| Estratto del documento |

•••••

Ordinanza di Cassazione Civile Sez. 2 Num. 34229 Anno 2024
Civile Ord. Sez. 2 Num. 34229 Anno 2024
Presidente: NOME COGNOME
Relatore: COGNOME
Data pubblicazione: 23/12/2024
R.G.N. 14106/2021 C.C. 6/11/2024
DISTANZE
ORDINANZA
sul ricorso (iscritto al N.R.G. 14105/2021 ) proposto da:
COGNOME rappresentato e difeso, in virtù di procura speciale apposta in calce al ricorso, dall’Avv. NOME COGNOME e con elezione di domicilio digitale all’indirizzo PEC: EMAIL
-ricorrente –
contro
COGNOME rappresentato e difeso, giusta procura speciale apposta su foglio materialmente allegato al controricorso, dall’Avv. NOME COGNOME e con elezione di domicilio digitale
all’indirizzo EMAIL;
-controricorrente –
Avverso la sentenza della Corte di appello di Venezia n. 4235/2019, pubblicata il 7 ottobre 2019;
udita la relazione della causa svolta nella camera di consiglio del 6 novembre 2024 dal Consigliere relatore NOME COGNOME
lette le memorie depositate da entrambe le parti.
RITENUTO IN FATTO
NOME COGNOME proponeva ricorso per cassazione avverso la sentenza n. 2433/2012, pubblicata il 14 novembre 2012, con cui la Corte di appello di Venezia rigettava l’impugnazione e confermava la sentenza n. 292/2009 pronunciata dal Tribunale di Padova – Sez. distaccata di Este, con cui era stato condannato ad eseguire a proprie spese alcune opere di sistemazione del pendio collinare e di modifica della illuminazione all’interno del fondo di sua proprietà, confinante con quello del sig. NOME COGNOME (odierno ricorrente), indicate dal consulente tecnico incaricato in sede di accertamento tecnico preventivo, nonché ad estirpare gli alberi piantati in prossimità del confine e a rifondere le spese di lite e di ATP.
Questa Corte, a seguito di ordinanza interlocutoria n. 4205/2015, depositata il 2 marzo 2015, con successiva ordinanza n. 16274/2017 -in accoglimento del ricorso proposto dal COGNOME -cassava con rinvio la sentenza d’appello ritenendola
viziata per difetto di motivazione sulle principali questioni del giudizio concernenti: -per un verso, l’esistenza di un pregiudizio alla proprietà del COGNOME derivante dalla modifica dello stato dei luoghi operata dal COGNOME e dal fascio di luce proveniente dal faro installato nella proprietà di costui; -per altro verso, ravvisando l’applicabilità delle norme di cui agli artt. 832, 900 e 907 c.c. alle modifiche del pendio del terreno con riferimento all’asserita riduzione della luce e della veduta della finestra del bagno.

•••••

| Materiale fornito |
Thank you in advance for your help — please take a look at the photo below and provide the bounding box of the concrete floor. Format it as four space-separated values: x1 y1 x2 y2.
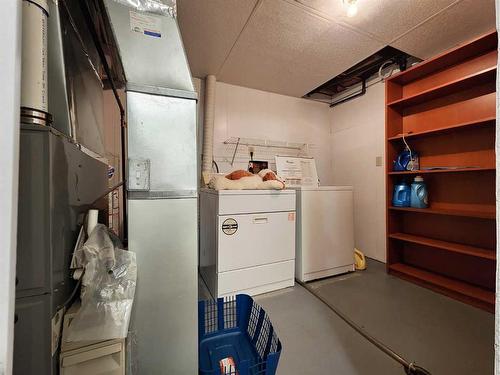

•••••

| Obiettivo dichiarato |
Scrivi il seguito dell'ordinanza della Cassazione sulle distanze riportata nell'estratto del documento, a partire dalla sua ultima frase.

| Svolgimento |
A seguito di rituale riassunzione, la Corte di Appello di Venezia – decidendo in sede di rinvio con la sentenza n. 4235/2019 -riformava parzialmente la pronuncia di prime cure nella parte in cui il COGNOME era stato condannato ad eseguire le opere di sistemazione del pendio collinare, come specificate nella c.t.u., ivi comprese quelle, consequenziali alla modifica del sedime, di rifacimento del cancello di accesso al fondo, nonché quelle relative alla sostituzione del sistema di illuminazione.
Avverso la suddetta sentenza adottata all’esito del giudizio di rinvio ha proposto ricorso per cassazione il COGNOME sulla base di tre motivi.
Il Consigliere delegato della Sezione, in persona del dr. NOME COGNOME ha proposto definirsi il ricorso ai sensi dell’art. 380-bis c.p.c., sul presupposto della ravvisata inammissibilità o manifesta infondatezza di tutti i motivi.
Il citato ricorrente, con istanza sottoscritta dal difensore munito di una nuova procura speciale, ha
chiesto decidersi il ricorso in virtù del comma 2 dell’indicato art. 380 -bis c.p.c.
Il giudizio è stato, conseguentemente, fissato per l’adunanza camerale nelle forme dell’art. 380 -bis.1. c.p.c., in prossimità della quale entrambe le parti hanno depositato memoria.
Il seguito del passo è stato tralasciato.